- Task material:
*** Begin section ***

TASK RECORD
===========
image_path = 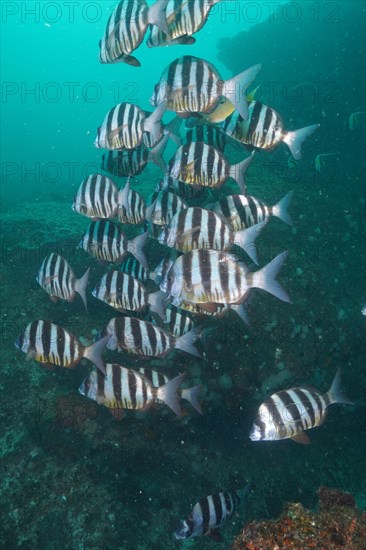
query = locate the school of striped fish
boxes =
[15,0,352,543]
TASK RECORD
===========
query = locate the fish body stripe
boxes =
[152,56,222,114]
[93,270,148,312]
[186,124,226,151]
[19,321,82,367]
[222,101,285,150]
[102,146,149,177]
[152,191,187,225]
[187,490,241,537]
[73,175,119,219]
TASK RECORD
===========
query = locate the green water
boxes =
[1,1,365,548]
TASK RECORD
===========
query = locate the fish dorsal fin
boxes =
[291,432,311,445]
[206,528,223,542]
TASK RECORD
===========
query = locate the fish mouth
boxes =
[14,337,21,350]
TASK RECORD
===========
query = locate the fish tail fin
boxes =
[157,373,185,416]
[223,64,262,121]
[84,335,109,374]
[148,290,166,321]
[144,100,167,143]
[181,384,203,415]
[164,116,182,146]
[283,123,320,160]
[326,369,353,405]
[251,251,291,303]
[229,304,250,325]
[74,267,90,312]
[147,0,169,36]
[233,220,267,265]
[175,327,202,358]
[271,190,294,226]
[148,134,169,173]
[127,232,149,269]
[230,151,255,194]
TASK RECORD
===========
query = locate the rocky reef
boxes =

*** End section ***

- Task objective:
Output every entry above verbatim, but leave out the pictures.

- Problem solution:
TASK RECORD
===========
image_path = 
query = locate the school of striped fish
boxes =
[15,0,352,543]
TASK RECORD
===========
query = locate the fish body stripe
boxes =
[152,56,222,114]
[93,270,148,312]
[186,124,226,151]
[19,321,82,367]
[222,101,285,150]
[102,146,149,177]
[152,191,187,225]
[187,490,241,537]
[73,175,119,219]
TASK RECORD
===========
query = locate the green water
boxes =
[1,1,365,548]
TASK RECORD
===========
query = locate the fish dorsal fin
boxes =
[291,432,311,445]
[206,528,223,542]
TASK RECORD
===========
query = locate the fish mouth
boxes =
[14,337,21,350]
TASK RECORD
===========
query = locate the fish tail fin
boxes =
[157,373,185,416]
[223,64,262,121]
[84,335,109,374]
[148,290,166,321]
[144,100,167,143]
[181,384,203,415]
[164,116,182,146]
[283,123,320,160]
[326,369,353,405]
[251,251,291,303]
[229,304,250,325]
[74,267,90,312]
[147,0,169,36]
[233,220,267,265]
[175,327,202,358]
[271,190,294,226]
[148,134,169,173]
[127,232,149,269]
[230,151,255,194]
TASK RECORD
===========
query = locate the rocky reef
boxes =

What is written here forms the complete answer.